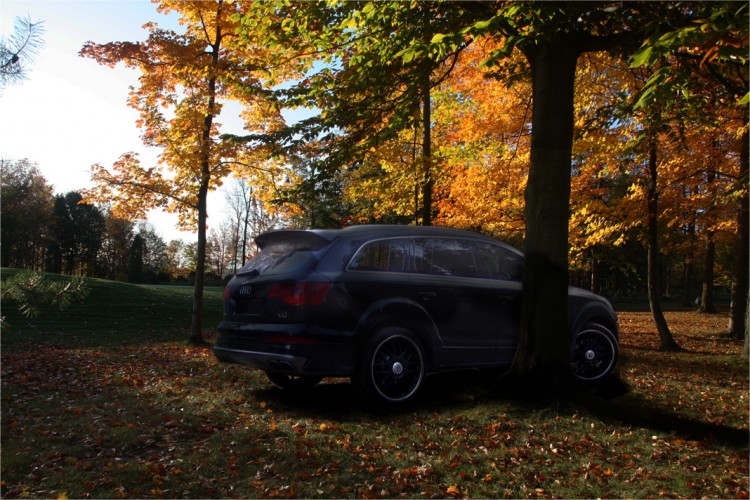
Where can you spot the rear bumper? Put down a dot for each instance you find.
(286, 348)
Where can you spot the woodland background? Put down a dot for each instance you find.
(656, 118)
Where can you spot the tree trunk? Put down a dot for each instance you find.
(707, 294)
(196, 324)
(687, 269)
(738, 326)
(665, 336)
(427, 182)
(543, 355)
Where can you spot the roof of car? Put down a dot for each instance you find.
(377, 231)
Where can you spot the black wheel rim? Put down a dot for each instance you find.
(397, 368)
(593, 355)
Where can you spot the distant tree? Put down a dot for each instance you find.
(176, 259)
(19, 50)
(112, 262)
(135, 260)
(154, 254)
(26, 205)
(78, 228)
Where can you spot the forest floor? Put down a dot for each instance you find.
(105, 400)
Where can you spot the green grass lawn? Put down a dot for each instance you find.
(106, 400)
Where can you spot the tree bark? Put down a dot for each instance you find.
(543, 355)
(738, 324)
(427, 182)
(707, 294)
(665, 336)
(196, 324)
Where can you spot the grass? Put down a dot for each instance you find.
(106, 400)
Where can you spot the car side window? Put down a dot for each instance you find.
(497, 262)
(382, 255)
(444, 256)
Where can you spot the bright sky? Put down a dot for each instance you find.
(71, 112)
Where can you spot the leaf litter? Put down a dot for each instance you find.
(164, 421)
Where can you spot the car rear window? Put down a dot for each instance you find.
(383, 255)
(444, 256)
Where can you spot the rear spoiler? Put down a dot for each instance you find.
(299, 239)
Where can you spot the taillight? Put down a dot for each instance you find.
(300, 294)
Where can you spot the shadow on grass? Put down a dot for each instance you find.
(635, 411)
(337, 401)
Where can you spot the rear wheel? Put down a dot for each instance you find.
(293, 382)
(391, 369)
(594, 353)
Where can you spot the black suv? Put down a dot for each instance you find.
(386, 305)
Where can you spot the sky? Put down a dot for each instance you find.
(71, 112)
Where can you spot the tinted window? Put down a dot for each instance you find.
(444, 256)
(383, 255)
(497, 262)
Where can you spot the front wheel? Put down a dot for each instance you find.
(594, 353)
(391, 368)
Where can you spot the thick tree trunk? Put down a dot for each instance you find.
(738, 325)
(543, 355)
(665, 336)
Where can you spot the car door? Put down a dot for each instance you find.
(473, 312)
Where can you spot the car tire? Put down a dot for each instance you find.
(293, 382)
(594, 355)
(391, 368)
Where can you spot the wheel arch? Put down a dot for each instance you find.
(403, 313)
(595, 313)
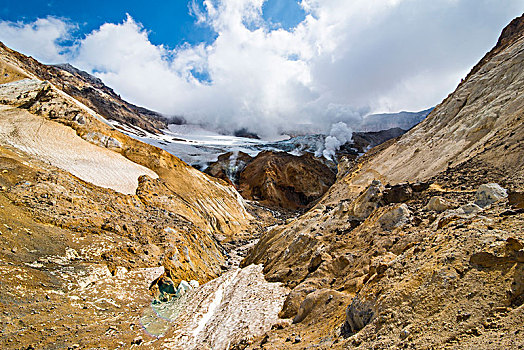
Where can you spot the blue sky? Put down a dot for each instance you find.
(168, 22)
(265, 65)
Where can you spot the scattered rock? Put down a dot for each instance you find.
(516, 199)
(470, 208)
(489, 193)
(394, 217)
(368, 201)
(137, 341)
(397, 193)
(315, 263)
(359, 314)
(420, 186)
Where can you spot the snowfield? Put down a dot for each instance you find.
(59, 146)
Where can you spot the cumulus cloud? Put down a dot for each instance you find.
(41, 38)
(340, 134)
(343, 61)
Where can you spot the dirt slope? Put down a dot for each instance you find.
(372, 266)
(90, 218)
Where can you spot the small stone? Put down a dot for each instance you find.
(438, 204)
(404, 334)
(137, 341)
(488, 194)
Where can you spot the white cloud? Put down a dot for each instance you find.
(41, 38)
(344, 60)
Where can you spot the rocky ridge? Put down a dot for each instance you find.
(83, 87)
(87, 231)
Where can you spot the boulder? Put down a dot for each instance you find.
(395, 216)
(397, 193)
(368, 201)
(359, 314)
(470, 208)
(282, 180)
(516, 199)
(489, 193)
(438, 204)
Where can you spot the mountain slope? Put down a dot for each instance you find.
(85, 88)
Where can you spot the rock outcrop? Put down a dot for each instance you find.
(85, 88)
(286, 181)
(92, 219)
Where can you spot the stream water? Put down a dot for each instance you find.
(239, 305)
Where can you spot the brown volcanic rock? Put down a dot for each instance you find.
(90, 218)
(229, 166)
(419, 284)
(283, 180)
(82, 86)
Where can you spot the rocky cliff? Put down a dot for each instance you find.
(410, 248)
(91, 218)
(83, 87)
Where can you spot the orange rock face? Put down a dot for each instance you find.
(283, 180)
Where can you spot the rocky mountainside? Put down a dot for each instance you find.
(92, 222)
(401, 120)
(420, 243)
(104, 240)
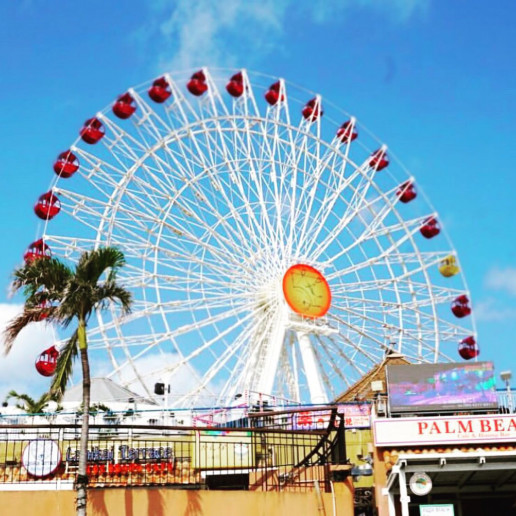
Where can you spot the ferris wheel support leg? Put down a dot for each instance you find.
(317, 391)
(269, 365)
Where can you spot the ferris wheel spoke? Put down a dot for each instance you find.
(218, 365)
(404, 232)
(326, 354)
(209, 164)
(186, 359)
(425, 262)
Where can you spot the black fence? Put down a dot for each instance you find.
(289, 450)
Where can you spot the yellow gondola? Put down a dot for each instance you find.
(448, 266)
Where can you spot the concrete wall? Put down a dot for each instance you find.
(159, 501)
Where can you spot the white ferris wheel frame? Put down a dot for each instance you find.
(211, 199)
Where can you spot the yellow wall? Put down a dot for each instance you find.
(159, 501)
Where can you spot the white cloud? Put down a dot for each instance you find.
(502, 279)
(207, 33)
(17, 369)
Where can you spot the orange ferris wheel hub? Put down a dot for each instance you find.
(306, 291)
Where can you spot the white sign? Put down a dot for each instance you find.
(444, 430)
(41, 457)
(439, 510)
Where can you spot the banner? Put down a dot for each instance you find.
(436, 510)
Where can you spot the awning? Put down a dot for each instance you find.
(457, 474)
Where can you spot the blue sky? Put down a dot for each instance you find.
(435, 80)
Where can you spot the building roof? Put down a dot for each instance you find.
(361, 390)
(104, 390)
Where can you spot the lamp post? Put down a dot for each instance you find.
(506, 376)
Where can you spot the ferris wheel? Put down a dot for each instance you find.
(273, 245)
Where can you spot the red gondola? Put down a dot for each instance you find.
(272, 94)
(92, 131)
(45, 305)
(347, 132)
(406, 192)
(48, 206)
(312, 110)
(235, 86)
(46, 363)
(160, 90)
(66, 164)
(197, 84)
(37, 250)
(460, 306)
(430, 228)
(379, 160)
(468, 348)
(125, 106)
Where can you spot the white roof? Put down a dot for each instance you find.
(104, 390)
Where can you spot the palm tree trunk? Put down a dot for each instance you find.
(82, 479)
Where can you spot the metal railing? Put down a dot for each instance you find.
(506, 404)
(268, 451)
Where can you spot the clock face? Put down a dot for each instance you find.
(420, 484)
(306, 291)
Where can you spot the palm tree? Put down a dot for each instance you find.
(30, 405)
(63, 295)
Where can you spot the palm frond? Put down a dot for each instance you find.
(111, 292)
(50, 275)
(16, 325)
(64, 367)
(92, 264)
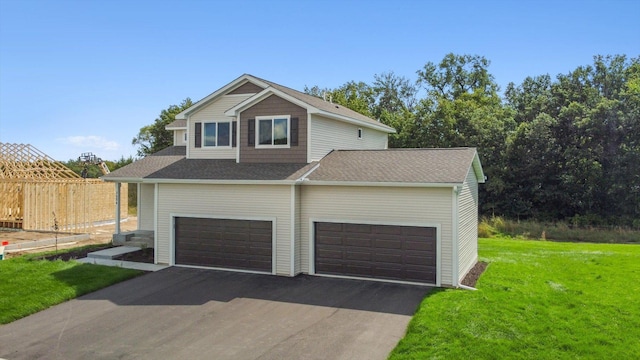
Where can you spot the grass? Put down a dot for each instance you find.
(536, 300)
(30, 285)
(558, 231)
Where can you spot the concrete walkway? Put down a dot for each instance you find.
(181, 313)
(123, 264)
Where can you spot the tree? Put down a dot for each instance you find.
(153, 138)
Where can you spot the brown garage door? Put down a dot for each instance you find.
(224, 243)
(376, 251)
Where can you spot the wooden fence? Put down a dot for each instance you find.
(78, 205)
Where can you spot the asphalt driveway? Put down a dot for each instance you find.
(181, 313)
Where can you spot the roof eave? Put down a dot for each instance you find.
(380, 184)
(381, 127)
(218, 182)
(195, 107)
(263, 95)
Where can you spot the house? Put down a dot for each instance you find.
(264, 178)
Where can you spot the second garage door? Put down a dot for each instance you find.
(376, 251)
(224, 243)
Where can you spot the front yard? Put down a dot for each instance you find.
(536, 300)
(28, 285)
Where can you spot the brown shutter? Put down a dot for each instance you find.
(198, 135)
(233, 133)
(294, 131)
(252, 132)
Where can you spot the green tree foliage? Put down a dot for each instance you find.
(93, 171)
(153, 138)
(564, 148)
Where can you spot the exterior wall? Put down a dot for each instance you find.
(274, 105)
(226, 200)
(178, 137)
(246, 88)
(328, 135)
(298, 238)
(213, 112)
(388, 204)
(145, 207)
(468, 225)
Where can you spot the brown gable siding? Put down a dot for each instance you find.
(274, 105)
(246, 88)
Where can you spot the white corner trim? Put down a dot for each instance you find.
(292, 225)
(309, 140)
(455, 242)
(156, 192)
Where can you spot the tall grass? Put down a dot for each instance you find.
(557, 231)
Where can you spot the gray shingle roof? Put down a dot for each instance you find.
(149, 164)
(431, 166)
(178, 124)
(323, 105)
(216, 169)
(171, 163)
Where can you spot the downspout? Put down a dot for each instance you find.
(118, 208)
(454, 235)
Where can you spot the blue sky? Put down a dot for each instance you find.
(86, 75)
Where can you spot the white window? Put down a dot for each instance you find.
(216, 134)
(273, 131)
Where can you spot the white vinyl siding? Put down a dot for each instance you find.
(328, 135)
(211, 113)
(145, 207)
(380, 204)
(178, 138)
(468, 225)
(218, 201)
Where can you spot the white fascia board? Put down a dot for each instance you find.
(379, 184)
(380, 127)
(219, 182)
(477, 168)
(215, 94)
(127, 180)
(263, 95)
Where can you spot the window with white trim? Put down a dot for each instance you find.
(273, 131)
(216, 134)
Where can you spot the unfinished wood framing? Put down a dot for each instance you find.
(36, 192)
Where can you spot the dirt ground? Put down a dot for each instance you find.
(98, 235)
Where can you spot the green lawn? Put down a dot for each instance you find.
(536, 300)
(28, 286)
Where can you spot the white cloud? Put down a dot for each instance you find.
(90, 141)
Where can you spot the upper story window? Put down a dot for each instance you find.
(273, 131)
(216, 134)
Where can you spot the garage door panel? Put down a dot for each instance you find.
(387, 243)
(376, 251)
(420, 244)
(358, 255)
(385, 229)
(224, 243)
(357, 228)
(357, 241)
(388, 258)
(329, 254)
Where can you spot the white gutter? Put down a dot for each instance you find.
(378, 184)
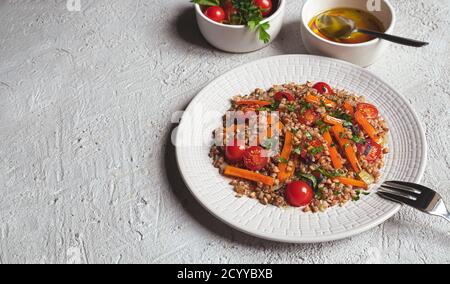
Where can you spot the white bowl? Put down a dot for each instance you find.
(362, 54)
(238, 38)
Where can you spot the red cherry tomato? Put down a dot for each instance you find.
(234, 153)
(254, 158)
(309, 117)
(265, 6)
(215, 13)
(368, 110)
(299, 194)
(284, 95)
(371, 150)
(323, 88)
(230, 10)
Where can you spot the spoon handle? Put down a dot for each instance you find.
(396, 39)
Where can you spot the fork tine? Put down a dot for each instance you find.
(397, 197)
(402, 188)
(416, 188)
(389, 197)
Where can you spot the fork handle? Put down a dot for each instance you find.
(396, 39)
(447, 216)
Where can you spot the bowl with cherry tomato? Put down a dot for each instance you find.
(240, 26)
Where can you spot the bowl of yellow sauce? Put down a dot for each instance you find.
(358, 48)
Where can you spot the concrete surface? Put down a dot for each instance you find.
(87, 173)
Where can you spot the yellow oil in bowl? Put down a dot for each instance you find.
(363, 20)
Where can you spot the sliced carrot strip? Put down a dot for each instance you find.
(249, 175)
(347, 146)
(332, 120)
(318, 101)
(352, 182)
(365, 124)
(284, 174)
(253, 102)
(336, 159)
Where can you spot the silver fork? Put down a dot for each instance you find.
(416, 196)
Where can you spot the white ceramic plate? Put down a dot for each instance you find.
(194, 136)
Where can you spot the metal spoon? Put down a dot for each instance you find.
(341, 27)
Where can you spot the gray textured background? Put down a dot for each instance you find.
(86, 171)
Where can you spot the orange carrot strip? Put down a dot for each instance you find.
(349, 108)
(253, 102)
(270, 131)
(332, 120)
(365, 124)
(334, 155)
(347, 146)
(284, 174)
(318, 101)
(352, 182)
(249, 175)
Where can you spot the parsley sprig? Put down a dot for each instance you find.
(249, 14)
------------------------------------
## Try it
Write out exactly the lines from the one with "Where can you spot the bowl with" through the end of the records above, both ends included, and leave out all other lines.

## Result below
Where can you spot the bowl with cherry tomato? Put down a dot for each instance you find.
(240, 26)
Where can you spot the bowl of yellow sauce? Put down a dot for each instance you find.
(358, 48)
Where can you spot the concrete surface? Put down a dot for each instance you find.
(87, 173)
Where can you spot the yellow oil in bowl? Put down a dot for each instance you find.
(363, 20)
Where can you spot the sliced carrot strip? Put down a dot for each instance you find.
(249, 175)
(347, 146)
(332, 120)
(318, 101)
(352, 182)
(365, 124)
(284, 174)
(253, 102)
(336, 159)
Where can you spot the silver fork? Put down a dot for each instance you find.
(416, 196)
Where can you spot the white ceramic plate? Put down a dot for each instance you find.
(194, 136)
Where can you spot the metal spoon? Put down a dot for each instance you find.
(341, 27)
Where can you spot the gray textured background? Put down a dot for each instance you find.
(86, 171)
Where can you spot the orange carrot strip? Put down a dot for each instance you find.
(349, 108)
(253, 102)
(270, 131)
(332, 120)
(365, 124)
(334, 155)
(347, 146)
(284, 174)
(318, 101)
(352, 182)
(249, 175)
Where can you spot the parsley sprig? Put down a dot for each instance you find.
(249, 14)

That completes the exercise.